→ **Exercise prompt**
Your task is to write out exactly the lines from the line containing "In this exercise you will mark the tall" through the end of the records, inclusive at both ends.

(Excerpts of location labeling data)
--------
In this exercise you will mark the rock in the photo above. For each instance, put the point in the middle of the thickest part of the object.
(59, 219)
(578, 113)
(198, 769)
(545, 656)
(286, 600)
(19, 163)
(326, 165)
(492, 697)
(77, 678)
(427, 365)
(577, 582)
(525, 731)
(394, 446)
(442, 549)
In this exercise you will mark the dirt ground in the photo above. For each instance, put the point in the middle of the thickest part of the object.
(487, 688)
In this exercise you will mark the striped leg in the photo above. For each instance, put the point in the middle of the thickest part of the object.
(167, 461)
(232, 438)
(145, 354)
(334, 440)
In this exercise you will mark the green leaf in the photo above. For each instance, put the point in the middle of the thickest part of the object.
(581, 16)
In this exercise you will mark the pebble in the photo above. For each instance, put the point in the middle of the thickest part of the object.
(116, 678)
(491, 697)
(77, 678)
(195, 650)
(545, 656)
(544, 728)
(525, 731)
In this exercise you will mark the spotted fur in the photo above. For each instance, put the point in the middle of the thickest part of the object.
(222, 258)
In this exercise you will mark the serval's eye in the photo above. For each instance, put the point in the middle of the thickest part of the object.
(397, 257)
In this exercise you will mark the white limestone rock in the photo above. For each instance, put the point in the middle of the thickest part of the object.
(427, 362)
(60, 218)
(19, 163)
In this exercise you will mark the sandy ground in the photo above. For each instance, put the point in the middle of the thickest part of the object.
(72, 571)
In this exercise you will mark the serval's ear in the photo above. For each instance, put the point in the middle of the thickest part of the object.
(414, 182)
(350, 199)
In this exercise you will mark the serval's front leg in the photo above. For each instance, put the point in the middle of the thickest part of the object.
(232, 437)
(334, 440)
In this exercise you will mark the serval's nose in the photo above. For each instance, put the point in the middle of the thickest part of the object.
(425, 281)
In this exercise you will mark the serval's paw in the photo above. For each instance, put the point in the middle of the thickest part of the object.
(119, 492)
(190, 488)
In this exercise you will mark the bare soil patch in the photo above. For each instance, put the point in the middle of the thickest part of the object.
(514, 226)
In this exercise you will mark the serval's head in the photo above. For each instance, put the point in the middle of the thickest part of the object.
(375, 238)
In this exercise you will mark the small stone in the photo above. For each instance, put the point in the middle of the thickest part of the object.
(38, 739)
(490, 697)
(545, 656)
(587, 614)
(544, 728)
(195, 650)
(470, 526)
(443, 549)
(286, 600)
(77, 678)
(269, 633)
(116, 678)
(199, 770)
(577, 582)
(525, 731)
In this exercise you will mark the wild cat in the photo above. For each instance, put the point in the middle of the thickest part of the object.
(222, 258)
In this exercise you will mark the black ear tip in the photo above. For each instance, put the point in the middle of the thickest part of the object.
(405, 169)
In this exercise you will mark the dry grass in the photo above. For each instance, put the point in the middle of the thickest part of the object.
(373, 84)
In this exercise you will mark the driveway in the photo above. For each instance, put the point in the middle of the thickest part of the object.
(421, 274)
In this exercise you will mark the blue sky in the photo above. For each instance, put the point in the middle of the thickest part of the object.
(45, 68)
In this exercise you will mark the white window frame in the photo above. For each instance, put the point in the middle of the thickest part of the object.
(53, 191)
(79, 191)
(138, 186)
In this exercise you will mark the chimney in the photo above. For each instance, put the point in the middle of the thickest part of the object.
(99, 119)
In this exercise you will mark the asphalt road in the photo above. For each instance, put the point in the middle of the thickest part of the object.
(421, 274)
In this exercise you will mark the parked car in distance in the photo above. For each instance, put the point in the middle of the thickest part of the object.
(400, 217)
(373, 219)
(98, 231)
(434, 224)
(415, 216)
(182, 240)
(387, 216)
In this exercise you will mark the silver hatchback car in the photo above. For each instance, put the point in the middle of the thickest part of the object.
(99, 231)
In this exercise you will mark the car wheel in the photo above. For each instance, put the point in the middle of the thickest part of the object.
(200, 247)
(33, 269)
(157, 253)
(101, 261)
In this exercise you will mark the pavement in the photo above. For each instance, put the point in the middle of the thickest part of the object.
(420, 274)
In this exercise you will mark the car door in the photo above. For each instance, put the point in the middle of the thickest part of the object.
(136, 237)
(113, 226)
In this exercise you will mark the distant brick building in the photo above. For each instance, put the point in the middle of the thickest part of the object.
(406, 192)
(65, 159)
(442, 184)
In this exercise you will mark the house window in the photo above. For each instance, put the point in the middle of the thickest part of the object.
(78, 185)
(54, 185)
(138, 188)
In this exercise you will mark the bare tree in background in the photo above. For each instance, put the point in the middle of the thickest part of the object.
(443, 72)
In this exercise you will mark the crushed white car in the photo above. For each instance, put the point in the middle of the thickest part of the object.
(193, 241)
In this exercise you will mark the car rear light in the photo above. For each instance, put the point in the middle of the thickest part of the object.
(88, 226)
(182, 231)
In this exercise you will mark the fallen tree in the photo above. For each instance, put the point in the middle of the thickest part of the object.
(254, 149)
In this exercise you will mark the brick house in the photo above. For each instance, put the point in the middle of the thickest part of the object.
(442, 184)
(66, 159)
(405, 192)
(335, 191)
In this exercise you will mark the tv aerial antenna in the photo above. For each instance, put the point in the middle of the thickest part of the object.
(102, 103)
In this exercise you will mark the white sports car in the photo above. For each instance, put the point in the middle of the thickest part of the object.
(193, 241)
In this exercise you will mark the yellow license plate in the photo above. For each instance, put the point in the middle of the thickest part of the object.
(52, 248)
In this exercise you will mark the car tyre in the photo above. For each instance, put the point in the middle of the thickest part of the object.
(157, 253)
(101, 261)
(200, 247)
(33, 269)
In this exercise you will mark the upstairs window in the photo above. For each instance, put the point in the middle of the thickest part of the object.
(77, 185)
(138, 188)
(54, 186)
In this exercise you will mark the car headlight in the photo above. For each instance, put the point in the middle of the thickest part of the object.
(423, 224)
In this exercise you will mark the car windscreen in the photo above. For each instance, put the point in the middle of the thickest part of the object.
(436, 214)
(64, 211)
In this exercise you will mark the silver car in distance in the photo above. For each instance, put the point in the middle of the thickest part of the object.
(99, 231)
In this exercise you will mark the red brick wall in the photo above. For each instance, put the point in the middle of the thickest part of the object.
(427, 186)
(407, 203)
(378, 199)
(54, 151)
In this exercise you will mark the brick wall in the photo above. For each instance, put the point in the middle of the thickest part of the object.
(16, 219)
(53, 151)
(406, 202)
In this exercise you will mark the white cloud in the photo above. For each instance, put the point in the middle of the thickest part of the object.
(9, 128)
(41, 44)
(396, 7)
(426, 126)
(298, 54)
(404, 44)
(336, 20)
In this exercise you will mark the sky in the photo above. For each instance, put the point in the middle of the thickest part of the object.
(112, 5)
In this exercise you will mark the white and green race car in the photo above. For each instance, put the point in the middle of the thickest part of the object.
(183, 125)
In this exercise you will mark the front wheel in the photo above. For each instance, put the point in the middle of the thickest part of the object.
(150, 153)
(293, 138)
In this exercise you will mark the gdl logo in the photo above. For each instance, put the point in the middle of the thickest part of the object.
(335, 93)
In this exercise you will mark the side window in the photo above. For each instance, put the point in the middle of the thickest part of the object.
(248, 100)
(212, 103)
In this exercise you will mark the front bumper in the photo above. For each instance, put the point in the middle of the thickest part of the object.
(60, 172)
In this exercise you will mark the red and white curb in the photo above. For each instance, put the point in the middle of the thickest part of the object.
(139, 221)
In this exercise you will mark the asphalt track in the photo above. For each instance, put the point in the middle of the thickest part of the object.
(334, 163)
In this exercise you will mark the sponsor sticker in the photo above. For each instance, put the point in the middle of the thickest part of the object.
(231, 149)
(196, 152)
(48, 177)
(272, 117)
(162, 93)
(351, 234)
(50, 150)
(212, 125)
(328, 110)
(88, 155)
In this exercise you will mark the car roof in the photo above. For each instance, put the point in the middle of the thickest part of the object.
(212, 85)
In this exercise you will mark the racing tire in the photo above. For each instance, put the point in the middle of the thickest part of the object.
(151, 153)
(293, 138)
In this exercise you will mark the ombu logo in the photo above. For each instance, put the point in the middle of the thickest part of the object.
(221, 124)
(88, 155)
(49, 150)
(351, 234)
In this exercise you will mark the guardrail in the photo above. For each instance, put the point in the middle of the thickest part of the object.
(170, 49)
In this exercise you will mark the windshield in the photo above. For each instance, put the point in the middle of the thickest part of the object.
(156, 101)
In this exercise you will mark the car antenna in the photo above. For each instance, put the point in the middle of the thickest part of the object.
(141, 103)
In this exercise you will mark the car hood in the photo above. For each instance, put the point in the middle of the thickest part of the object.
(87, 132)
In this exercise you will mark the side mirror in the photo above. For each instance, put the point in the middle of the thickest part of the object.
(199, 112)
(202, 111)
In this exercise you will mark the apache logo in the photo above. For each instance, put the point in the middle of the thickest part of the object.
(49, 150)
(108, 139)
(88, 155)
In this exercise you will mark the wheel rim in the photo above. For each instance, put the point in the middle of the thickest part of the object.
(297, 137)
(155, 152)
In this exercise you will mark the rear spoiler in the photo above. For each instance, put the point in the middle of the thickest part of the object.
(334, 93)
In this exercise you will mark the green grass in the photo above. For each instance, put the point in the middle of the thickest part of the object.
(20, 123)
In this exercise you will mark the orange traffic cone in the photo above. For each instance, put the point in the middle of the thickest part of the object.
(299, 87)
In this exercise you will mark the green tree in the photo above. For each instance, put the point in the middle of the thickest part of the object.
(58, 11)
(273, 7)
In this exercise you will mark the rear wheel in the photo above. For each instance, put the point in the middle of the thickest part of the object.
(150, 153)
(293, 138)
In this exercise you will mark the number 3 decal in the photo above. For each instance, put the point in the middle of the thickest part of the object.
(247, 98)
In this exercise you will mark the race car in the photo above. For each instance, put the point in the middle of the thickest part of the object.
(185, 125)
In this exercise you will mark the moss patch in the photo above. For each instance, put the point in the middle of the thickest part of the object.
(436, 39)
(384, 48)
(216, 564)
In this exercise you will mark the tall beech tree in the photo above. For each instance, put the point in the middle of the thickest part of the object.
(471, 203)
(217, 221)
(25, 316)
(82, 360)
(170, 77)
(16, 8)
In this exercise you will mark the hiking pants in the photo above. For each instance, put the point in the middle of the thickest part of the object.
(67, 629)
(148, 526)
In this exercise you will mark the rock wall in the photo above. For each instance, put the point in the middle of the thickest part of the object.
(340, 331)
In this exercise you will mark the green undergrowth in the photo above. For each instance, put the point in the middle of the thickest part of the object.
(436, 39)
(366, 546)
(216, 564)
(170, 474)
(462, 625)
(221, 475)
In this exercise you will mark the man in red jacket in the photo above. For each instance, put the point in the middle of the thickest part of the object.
--------
→ **Exercise answer**
In this exercise you will mark the tall beech tree in the photo above. For each instance, put the point in the middle of the thickest part of the object.
(471, 203)
(217, 221)
(25, 316)
(82, 360)
(170, 77)
(16, 8)
In this exercise you will mark the hiking pants in the photo above. For each instance, put the point in the middle of the thickest part of the object.
(67, 629)
(148, 526)
In this exercise you will mark the rock wall in the photo above. For each instance, put the point in the middle of the thickest part of the object.
(340, 331)
In this exercise you will mark the green undergrowth in the photo above. For each instance, put the point in the middle of the thickest part of the object.
(436, 39)
(366, 546)
(216, 564)
(170, 474)
(462, 625)
(221, 475)
In this exercise you will mark the man in red jacket in the photo above. For each instance, put the point in the middle of the thickest part of the object.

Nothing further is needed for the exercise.